--- Exercise instructions ---
Would you retype the whole listing exactly?

==== Exercise material ====

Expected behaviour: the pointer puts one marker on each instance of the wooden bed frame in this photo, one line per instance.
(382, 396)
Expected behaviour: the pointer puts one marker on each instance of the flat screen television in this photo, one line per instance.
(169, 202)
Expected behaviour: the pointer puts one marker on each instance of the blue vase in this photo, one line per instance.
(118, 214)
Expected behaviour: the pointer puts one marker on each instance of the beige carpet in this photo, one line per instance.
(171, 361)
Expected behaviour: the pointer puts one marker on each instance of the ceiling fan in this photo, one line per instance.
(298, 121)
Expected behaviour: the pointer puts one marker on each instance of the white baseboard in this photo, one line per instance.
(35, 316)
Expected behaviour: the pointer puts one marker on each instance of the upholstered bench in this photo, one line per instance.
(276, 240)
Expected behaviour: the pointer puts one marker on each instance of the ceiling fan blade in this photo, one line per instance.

====

--- Task answer ---
Expected behaviour: the pointer puts one marker on each instance of the wooden bed frame in this photo, one line per instance.
(382, 396)
Expected behaviour: the pointer puts one marker on each instance of the flat screen television in this photo, one line per instance.
(169, 202)
Expected behaviour: the pointer puts one marker on each instance of the blue vase in this photo, one line per instance.
(118, 214)
Expected behaviour: the pointer puts one marker on each instance of the beige carpet in this photo, one line per instance.
(171, 361)
Expected behaviour: the pointer puts one marker on each instance of the ceiling fan in this photo, one line per instance.
(298, 121)
Expected behaviour: the pointer puts one marker on each instance of the white baseboard in this photo, one line per instance.
(35, 316)
Expected behaviour: the pointer puts one marker on each instance of the upholstered bench in this photo, one line per instance.
(276, 240)
Expected behaviour: the pointer puts one marker on each instance of the ceiling fan blade in this photo, one line per instance.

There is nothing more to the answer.